Data items:
┄┄┄┄┄┄

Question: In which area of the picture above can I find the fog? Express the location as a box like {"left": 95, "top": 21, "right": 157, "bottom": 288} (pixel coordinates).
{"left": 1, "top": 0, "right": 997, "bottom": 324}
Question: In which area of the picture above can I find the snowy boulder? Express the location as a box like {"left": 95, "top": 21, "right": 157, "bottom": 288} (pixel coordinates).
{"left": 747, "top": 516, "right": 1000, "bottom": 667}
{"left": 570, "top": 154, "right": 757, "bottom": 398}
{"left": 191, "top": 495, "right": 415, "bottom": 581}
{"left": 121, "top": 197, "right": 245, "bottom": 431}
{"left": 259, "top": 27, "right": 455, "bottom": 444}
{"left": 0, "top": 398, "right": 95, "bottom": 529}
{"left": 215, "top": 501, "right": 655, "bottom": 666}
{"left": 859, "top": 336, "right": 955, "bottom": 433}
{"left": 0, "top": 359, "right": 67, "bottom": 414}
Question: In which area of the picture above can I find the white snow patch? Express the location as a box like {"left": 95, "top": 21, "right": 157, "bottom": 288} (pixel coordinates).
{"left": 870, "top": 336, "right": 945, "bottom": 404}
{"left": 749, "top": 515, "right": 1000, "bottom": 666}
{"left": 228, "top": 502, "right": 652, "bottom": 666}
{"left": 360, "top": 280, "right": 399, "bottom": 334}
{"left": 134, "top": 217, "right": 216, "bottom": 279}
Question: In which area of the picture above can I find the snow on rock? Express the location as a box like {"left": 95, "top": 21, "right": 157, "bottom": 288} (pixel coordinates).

┄┄┄┄┄┄

Provide an exact reproduction of all the entries shown above.

### Result below
Question: In which area of the picture above can I find the fog? Express the location as a box like {"left": 95, "top": 21, "right": 157, "bottom": 288} (pixel coordinates).
{"left": 1, "top": 0, "right": 997, "bottom": 324}
Question: In which area of the picture above can I find the snowy boulder? Express the location as a box like {"left": 95, "top": 21, "right": 157, "bottom": 288} (pixel coordinates).
{"left": 747, "top": 516, "right": 1000, "bottom": 667}
{"left": 570, "top": 154, "right": 757, "bottom": 398}
{"left": 191, "top": 495, "right": 415, "bottom": 581}
{"left": 121, "top": 197, "right": 245, "bottom": 431}
{"left": 259, "top": 27, "right": 455, "bottom": 444}
{"left": 0, "top": 398, "right": 95, "bottom": 529}
{"left": 215, "top": 501, "right": 655, "bottom": 666}
{"left": 859, "top": 336, "right": 955, "bottom": 433}
{"left": 0, "top": 359, "right": 67, "bottom": 414}
Question: In which area of the picture above can I find the white snow patch? Express the location as a box like {"left": 95, "top": 21, "right": 157, "bottom": 288} (pixel coordinates).
{"left": 870, "top": 336, "right": 945, "bottom": 404}
{"left": 749, "top": 515, "right": 1000, "bottom": 666}
{"left": 228, "top": 502, "right": 652, "bottom": 666}
{"left": 360, "top": 280, "right": 399, "bottom": 334}
{"left": 134, "top": 217, "right": 216, "bottom": 279}
Question: In which area of the picture above can I find the snow on rock? Express the location as a box like {"left": 95, "top": 21, "right": 157, "bottom": 288} (pixel coordinates).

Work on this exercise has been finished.